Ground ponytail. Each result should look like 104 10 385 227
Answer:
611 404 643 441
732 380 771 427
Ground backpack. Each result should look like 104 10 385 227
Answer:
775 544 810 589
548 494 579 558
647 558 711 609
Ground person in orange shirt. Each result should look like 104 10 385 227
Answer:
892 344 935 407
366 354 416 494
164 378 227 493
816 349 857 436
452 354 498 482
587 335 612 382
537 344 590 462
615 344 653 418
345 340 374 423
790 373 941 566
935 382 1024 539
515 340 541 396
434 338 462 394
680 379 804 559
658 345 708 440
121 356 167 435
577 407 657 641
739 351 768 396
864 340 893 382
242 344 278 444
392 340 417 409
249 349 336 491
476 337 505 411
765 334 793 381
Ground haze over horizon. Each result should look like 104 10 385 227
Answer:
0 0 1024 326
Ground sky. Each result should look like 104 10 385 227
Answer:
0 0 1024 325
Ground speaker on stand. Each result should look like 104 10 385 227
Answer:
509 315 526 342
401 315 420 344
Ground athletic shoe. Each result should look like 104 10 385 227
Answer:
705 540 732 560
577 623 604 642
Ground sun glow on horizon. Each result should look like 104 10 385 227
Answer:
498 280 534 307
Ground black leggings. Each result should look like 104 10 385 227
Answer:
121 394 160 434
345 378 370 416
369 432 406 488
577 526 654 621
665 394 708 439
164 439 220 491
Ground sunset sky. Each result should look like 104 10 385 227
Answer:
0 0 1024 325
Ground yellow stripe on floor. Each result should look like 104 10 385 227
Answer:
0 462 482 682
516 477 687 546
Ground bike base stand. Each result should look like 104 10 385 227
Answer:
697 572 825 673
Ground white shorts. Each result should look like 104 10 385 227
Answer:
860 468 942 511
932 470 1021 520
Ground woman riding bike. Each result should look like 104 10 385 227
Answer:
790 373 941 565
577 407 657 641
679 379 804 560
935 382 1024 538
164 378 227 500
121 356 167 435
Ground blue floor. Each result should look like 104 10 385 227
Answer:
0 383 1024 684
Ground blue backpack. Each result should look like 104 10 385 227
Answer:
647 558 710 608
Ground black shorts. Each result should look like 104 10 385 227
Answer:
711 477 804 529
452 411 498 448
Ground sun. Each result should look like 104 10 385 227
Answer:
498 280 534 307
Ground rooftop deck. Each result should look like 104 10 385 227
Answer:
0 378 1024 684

────────────────────

### What is needed
Copy all of the records above word for word, keeping every line and number unchanged.

### Output for this exercise
Ground ponytail. Each result should look like 104 10 385 227
Answer:
611 404 643 441
732 380 771 427
Ground backpack. Each result should look like 104 10 385 227
Answer:
775 544 810 589
548 494 579 558
647 558 711 609
Ground person in orange shirt. Each result should look like 104 10 385 227
Answer:
892 344 935 407
366 354 416 494
164 378 227 493
816 349 857 436
452 354 498 482
587 335 612 382
537 344 590 462
615 344 653 418
345 340 374 423
790 373 941 566
935 382 1024 539
515 340 541 396
434 338 462 394
680 379 804 559
658 345 708 440
121 356 167 435
577 407 657 641
739 351 768 396
864 340 893 382
242 344 278 444
392 340 417 409
249 349 336 491
476 337 505 411
765 334 793 381
Ground haze over horizon. Each result should look like 104 10 385 227
Answer:
0 0 1024 326
Ground sky. Each result should look like 104 10 385 227
Answer:
0 0 1024 325
Ground speaker on stand. Each result should look like 104 10 385 227
Answer:
509 315 526 342
401 315 420 344
Ground athletic shoe. Each result should look like 104 10 385 227
Answer:
705 540 732 560
577 623 604 642
Ground sun glow on horizon. Each result should look like 104 10 385 227
Answer:
498 280 534 307
Ground black leggings. Each result should look like 104 10 385 227
Answer:
121 394 160 434
345 378 370 416
369 432 406 488
577 526 654 621
665 394 708 439
164 439 220 491
Ground sunset sky. Each result should look like 104 10 385 227
Answer:
0 0 1024 325
Ground yellow stripe on floor. Each result should look like 104 10 385 227
Answer:
0 462 482 682
516 477 687 546
Ground bike base stand. Each result should look like 104 10 385 227
Answer:
697 572 825 673
Ground white shorts. Each result should look like 104 10 385 227
Answer:
860 468 942 511
932 470 1021 520
Ground woman riding bike. Each result should look like 104 10 385 227
Answer:
790 373 941 565
577 407 657 641
679 379 804 560
935 382 1024 538
164 378 227 500
121 356 167 435
Ground blue floor. Each result should look like 104 10 385 227
Answer:
0 383 1024 684
Ground blue backpack. Each result should look like 104 10 385 227
Answer:
647 558 710 608
Ground black shorts. Each result should look like 104 10 385 227
Answer:
711 477 804 529
452 411 498 448
Ground sun. Each result should look like 104 10 385 227
Answer:
498 280 534 307
Ground rooftop deck. Each result should look like 104 10 385 227
Answer:
0 378 1024 684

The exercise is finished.